Normally, Japheth and Zakyra would not interact, but because of Professor, they’re chatting and playing together.
“It’s quite common that patients when they’re here, they want to stay in their rooms and isolate and deal with the experience in that way,” said Stojanowski. “We really encourage kids to utilise the playroom, and the lion’s den, which houses a lot of technology and opportunity to connect with their community, or come down here in the zone to really be a kid. The dogs are a really nice way to bridge that opportunity.”
The dogs let the children interact with each other, with specialists and with the caregiver community. They help patients form familiar networks and help the staff bond with patients.
“He’s my secret weapon to get patients out into the playroom,” said Spike.
As Zakyra finished her checkup and got ready to leave, Spike took a Polaroid picture of her and Professor. After enduring something distressing like getting shots or getting blood drawn, Spike has found that waiting for a Polaroid picture to develop usually take childrens’ minds off the pain they’re experiencing.
After she was packed, she said, “come on Professor,” and tried to pull him towards the exit.
Her mum then told her that Professor’s not going home with them, though she jokingly said that she wished there was a dog like Professor that she could have at home to keep Zakyra comfortable.
On days when patients aren’t seeing Professor, they get video messages from him and can write letters to him. Spike and the other child specialists and caregivers try to find new ways to help patients be more engaged.
For the week of Halloween, Spike will be dressing Professor up in a new costume every day, and the kids will be able to decorate mini plush versions of Professor and make costumes as part of their arts and crafts therapy.
This is to encourage patients to come in to the playroom and participate in festivities that will promote more socialisation within the community at Kravis. Strong social and emotional support networks can be beneficial to physical health outcomes.

WORK ORDER A:
Answer these questions from the passage on the therapy dog Professor, giving each answer on its own line:
(i) What does Spike take of Zakyra and Professor as Zakyra gets ready to leave?
(ii) What do patients get from Professor on days when they aren't seeing him?
(iii) How often will Spike put Professor in a new costume during the week of Halloween?
WORK ORDER B:
For each statement, say yes or no according to the passage on the therapy dog Professor, and quote the words that decide it:
(i) Professor goes home with Zakyra and her mum.
(ii) Stojanowski says it is quite common for patients to want to stay in their rooms.
(iii) The kids will decorate mini plush versions of Professor as part of their arts and crafts therapy.
WORK ORDER C: List every place in the hospital that Stojanowski says the staff encourage kids to use, according to the passage on the therapy dog Professor.
The rows that come next are not needed.

Data entries
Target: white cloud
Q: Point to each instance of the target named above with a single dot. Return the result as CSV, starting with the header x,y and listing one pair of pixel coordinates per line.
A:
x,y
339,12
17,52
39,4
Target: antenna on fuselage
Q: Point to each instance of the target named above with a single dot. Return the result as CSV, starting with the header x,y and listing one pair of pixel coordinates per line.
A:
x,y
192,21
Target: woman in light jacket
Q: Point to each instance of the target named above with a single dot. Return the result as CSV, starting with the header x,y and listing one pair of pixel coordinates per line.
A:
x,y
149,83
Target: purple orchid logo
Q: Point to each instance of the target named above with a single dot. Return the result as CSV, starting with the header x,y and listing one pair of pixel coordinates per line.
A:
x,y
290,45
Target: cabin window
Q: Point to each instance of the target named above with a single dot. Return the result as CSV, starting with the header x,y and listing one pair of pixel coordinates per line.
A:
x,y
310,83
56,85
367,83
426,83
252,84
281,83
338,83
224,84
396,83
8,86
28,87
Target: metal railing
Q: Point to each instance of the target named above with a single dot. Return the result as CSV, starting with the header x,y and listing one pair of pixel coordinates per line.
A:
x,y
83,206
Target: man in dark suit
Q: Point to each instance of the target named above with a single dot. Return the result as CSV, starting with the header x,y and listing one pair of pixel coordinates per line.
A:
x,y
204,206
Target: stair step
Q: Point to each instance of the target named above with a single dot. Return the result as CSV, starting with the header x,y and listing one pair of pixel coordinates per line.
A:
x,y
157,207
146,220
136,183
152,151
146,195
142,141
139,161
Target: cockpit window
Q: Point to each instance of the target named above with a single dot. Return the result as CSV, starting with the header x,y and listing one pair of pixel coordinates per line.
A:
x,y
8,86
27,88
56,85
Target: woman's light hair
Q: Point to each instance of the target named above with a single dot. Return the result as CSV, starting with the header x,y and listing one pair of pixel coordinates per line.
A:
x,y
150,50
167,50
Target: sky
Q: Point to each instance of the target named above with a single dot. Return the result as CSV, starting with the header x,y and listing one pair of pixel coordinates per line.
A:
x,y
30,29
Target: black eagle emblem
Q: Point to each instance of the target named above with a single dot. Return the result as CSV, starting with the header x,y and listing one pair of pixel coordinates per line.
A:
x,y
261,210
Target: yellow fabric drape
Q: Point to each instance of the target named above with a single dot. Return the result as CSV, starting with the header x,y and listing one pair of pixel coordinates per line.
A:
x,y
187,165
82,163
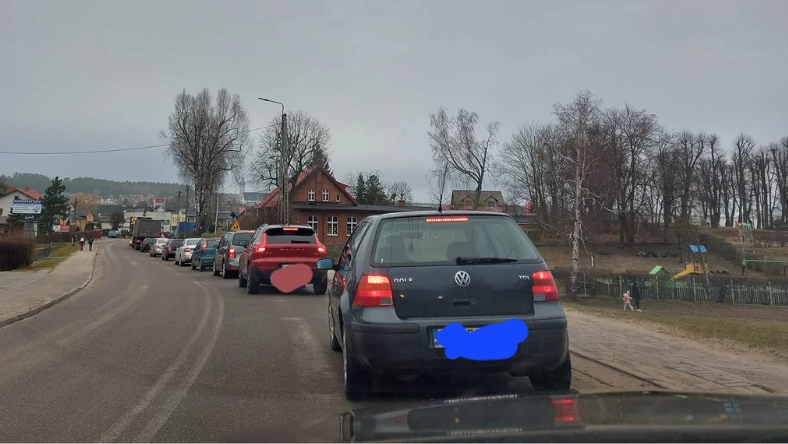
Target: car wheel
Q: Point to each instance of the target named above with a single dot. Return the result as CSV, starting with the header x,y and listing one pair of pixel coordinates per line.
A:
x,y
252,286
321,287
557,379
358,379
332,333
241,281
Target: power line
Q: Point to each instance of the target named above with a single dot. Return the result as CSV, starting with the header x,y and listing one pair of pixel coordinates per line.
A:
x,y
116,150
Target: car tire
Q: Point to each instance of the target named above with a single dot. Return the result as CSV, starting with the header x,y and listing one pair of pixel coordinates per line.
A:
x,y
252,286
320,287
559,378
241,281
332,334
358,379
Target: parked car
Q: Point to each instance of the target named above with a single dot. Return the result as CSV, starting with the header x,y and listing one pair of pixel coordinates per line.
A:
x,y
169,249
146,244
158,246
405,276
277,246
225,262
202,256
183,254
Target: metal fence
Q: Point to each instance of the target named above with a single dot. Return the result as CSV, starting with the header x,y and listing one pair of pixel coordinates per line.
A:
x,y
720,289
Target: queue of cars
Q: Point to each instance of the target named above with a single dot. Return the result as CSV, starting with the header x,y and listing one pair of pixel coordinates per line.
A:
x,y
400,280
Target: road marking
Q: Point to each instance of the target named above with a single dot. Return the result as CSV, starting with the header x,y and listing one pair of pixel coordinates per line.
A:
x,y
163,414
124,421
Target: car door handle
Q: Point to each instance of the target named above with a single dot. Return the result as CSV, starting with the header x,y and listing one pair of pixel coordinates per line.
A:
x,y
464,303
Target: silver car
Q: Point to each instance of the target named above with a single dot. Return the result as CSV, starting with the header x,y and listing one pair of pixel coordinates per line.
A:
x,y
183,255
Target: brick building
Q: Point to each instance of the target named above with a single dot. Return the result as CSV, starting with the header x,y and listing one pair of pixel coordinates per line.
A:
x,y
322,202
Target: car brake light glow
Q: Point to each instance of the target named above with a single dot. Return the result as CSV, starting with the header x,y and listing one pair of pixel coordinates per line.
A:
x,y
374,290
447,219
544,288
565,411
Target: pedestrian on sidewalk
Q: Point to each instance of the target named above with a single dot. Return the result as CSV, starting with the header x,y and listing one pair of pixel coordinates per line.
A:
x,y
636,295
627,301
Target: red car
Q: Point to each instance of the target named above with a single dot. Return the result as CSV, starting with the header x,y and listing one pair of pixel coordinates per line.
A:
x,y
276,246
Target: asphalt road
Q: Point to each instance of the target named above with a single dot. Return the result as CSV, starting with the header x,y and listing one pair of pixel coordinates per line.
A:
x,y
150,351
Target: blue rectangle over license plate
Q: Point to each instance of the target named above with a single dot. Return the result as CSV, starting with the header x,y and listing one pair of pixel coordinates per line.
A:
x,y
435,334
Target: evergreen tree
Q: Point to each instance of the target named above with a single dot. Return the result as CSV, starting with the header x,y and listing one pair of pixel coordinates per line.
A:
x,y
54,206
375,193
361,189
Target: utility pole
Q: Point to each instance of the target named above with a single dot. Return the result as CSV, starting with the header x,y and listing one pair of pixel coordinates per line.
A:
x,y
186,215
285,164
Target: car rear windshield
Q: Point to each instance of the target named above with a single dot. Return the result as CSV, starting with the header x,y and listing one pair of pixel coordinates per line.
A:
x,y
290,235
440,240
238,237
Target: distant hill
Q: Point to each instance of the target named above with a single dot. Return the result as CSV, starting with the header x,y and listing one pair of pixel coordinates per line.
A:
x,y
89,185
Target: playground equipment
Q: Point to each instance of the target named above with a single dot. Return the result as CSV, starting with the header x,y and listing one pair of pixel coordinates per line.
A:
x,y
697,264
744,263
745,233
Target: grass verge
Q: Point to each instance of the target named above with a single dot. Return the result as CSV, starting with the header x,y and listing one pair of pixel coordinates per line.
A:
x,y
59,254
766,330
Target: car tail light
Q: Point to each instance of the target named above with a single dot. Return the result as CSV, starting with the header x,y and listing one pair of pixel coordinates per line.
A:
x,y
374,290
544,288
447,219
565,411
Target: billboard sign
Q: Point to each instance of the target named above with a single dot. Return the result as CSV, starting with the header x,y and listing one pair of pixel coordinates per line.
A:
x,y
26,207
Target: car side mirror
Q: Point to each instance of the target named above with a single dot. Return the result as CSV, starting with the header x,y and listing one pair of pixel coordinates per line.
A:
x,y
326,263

RESPONSE AREA A:
(i) A Polaroid picture.
(ii) Video messages.
(iii) Every day.

RESPONSE AREA B:
(i) No: "Professor’s not going home with them"
(ii) Yes: "It’s quite common that patients when they’re here, they want to stay in their rooms and isolate and deal with the experience in that way"
(iii) Yes: "the kids will be able to decorate mini plush versions of Professor and make costumes as part of their arts and crafts therapy"

RESPONSE AREA C:
- The playroom
- The lion’s den
- The zone